> _SELECTED EXCERPT_
=== Begin Enclosure ===
Among other things, the new mandates call for companies that employ 50 or more full-time equivalent employees to offer health insurance to workers who average 30 or more hours a week, and to new hires after no more than a 90-day waiting period, Pezold said.
“Tracking all that is burdensome,” Pezold said. But Paycom, on a per-head annual fee, can handle the tracking and maintain information in a central place for consistency and in case of audits, she said.
Self-funding is one response
Jim Millaway, of The Holmes Organisation, said moving from fully-insured health plans to self-funded plans is a way for employers to avoid many of the ACA mandates and better control health care costs.
“If you're self-funded, you know where you're spending your money, versus writing a big premium check every month with your eyes closed,” Millaway said.
“Under no circumstances would you pay someone to tile your bathroom without knowing until it's done what the job costs,” he said. “And if the costs were still going up 20 percent a year, I promise you we'd fix it.”
=== End Enclosure ===
> _RECORDS SHOWN_
=== Begin Enclosure ===
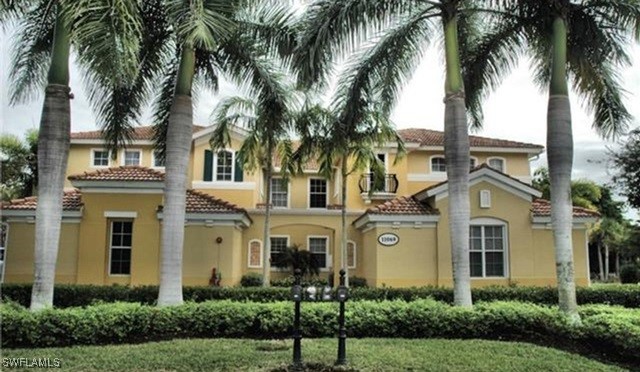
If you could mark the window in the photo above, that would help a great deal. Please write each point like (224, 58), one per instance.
(120, 249)
(487, 251)
(132, 157)
(255, 254)
(497, 164)
(317, 193)
(279, 245)
(438, 164)
(351, 255)
(158, 162)
(100, 158)
(279, 193)
(318, 249)
(224, 166)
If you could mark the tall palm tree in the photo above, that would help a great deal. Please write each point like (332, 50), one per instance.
(397, 32)
(577, 41)
(190, 45)
(268, 118)
(47, 30)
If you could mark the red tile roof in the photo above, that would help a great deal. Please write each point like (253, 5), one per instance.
(403, 205)
(542, 208)
(139, 133)
(71, 201)
(427, 137)
(123, 173)
(199, 202)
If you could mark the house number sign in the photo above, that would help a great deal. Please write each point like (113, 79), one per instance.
(388, 239)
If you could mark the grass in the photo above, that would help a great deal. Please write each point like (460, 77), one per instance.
(363, 355)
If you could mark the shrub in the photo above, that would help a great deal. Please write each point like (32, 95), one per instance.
(630, 273)
(611, 331)
(251, 280)
(82, 295)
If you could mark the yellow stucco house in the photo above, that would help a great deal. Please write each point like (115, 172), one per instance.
(398, 234)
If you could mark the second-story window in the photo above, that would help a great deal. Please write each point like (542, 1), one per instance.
(317, 193)
(224, 166)
(132, 157)
(279, 193)
(438, 164)
(100, 158)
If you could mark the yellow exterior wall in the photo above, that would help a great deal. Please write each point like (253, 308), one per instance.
(93, 256)
(19, 255)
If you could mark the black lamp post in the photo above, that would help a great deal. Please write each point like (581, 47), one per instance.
(343, 295)
(296, 294)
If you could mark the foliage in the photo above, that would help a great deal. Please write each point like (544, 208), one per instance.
(368, 354)
(612, 331)
(67, 295)
(19, 165)
(251, 280)
(630, 273)
(627, 162)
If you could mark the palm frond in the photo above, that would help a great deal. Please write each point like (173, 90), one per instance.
(32, 53)
(333, 28)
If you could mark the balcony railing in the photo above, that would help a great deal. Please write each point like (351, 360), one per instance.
(383, 186)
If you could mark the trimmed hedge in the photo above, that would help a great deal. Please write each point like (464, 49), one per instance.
(82, 295)
(613, 332)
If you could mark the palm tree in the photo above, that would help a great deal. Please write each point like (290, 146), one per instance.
(268, 118)
(397, 32)
(581, 40)
(47, 30)
(189, 45)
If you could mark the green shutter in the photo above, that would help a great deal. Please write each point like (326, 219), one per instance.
(208, 166)
(238, 173)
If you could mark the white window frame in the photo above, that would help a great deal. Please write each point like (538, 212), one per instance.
(288, 238)
(355, 255)
(249, 254)
(326, 202)
(279, 180)
(431, 158)
(124, 157)
(504, 163)
(328, 257)
(491, 222)
(153, 161)
(93, 158)
(111, 222)
(215, 165)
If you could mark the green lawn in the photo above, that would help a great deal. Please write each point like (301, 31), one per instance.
(363, 354)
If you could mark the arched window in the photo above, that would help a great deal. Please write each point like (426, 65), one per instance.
(255, 254)
(438, 164)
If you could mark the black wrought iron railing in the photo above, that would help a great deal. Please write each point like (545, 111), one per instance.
(387, 184)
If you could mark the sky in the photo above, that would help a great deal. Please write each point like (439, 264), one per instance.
(516, 111)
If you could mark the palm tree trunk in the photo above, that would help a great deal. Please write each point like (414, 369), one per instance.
(560, 155)
(266, 259)
(606, 262)
(178, 149)
(344, 257)
(53, 152)
(600, 264)
(456, 145)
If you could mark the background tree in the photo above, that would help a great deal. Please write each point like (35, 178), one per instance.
(582, 41)
(627, 162)
(19, 165)
(394, 35)
(46, 32)
(268, 118)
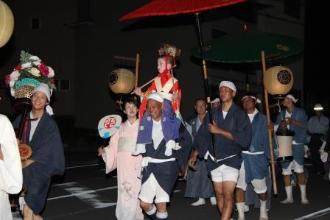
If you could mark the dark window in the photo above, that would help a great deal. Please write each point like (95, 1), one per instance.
(292, 8)
(35, 23)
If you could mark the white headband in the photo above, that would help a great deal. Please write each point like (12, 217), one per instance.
(156, 96)
(44, 89)
(252, 97)
(289, 96)
(228, 84)
(215, 100)
(318, 107)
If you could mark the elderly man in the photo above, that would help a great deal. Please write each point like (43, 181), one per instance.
(232, 131)
(165, 145)
(296, 120)
(318, 126)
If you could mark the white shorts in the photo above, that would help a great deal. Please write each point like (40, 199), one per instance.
(296, 167)
(224, 173)
(259, 185)
(151, 190)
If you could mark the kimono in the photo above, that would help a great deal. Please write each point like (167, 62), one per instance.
(166, 85)
(118, 155)
(223, 150)
(11, 179)
(166, 172)
(48, 157)
(199, 184)
(256, 158)
(300, 134)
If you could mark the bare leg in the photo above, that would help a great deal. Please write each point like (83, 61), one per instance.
(161, 210)
(161, 207)
(239, 193)
(37, 217)
(263, 203)
(228, 192)
(219, 195)
(288, 189)
(27, 213)
(302, 186)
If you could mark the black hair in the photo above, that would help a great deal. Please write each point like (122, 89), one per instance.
(200, 99)
(132, 99)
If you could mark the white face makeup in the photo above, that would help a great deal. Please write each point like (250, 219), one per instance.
(39, 100)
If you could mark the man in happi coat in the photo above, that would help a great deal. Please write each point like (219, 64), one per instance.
(232, 132)
(165, 145)
(295, 119)
(254, 169)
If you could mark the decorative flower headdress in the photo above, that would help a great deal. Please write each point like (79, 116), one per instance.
(169, 50)
(28, 75)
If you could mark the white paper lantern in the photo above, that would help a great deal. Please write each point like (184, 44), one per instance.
(6, 23)
(121, 81)
(278, 80)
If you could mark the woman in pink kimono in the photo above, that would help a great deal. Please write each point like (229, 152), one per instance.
(118, 155)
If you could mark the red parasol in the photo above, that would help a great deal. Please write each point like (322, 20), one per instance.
(174, 7)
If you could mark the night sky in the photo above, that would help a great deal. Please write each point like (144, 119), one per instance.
(316, 53)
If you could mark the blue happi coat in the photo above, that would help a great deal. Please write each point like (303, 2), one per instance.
(256, 165)
(199, 184)
(166, 173)
(225, 151)
(47, 152)
(300, 134)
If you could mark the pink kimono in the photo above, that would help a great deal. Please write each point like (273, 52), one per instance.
(119, 155)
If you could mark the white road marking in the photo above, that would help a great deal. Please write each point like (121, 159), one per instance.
(315, 214)
(85, 165)
(79, 191)
(85, 194)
=== End Enclosure ===
> _TASK STATEMENT_
Can you copy the passage on health care mandates, starting at "Among other things, the" and ending at "audits, she said.", changing "health insurance" to "health coverage"?

> _REPLY_
Among other things, the new mandates call for companies that employ 50 or more full-time equivalent employees to offer health coverage to workers who average 30 or more hours a week, and to new hires after no more than a 90-day waiting period, Pezold said.
“Tracking all that is burdensome,” Pezold said. But Paycom, on a per-head annual fee, can handle the tracking and maintain information in a central place for consistency and in case of audits, she said.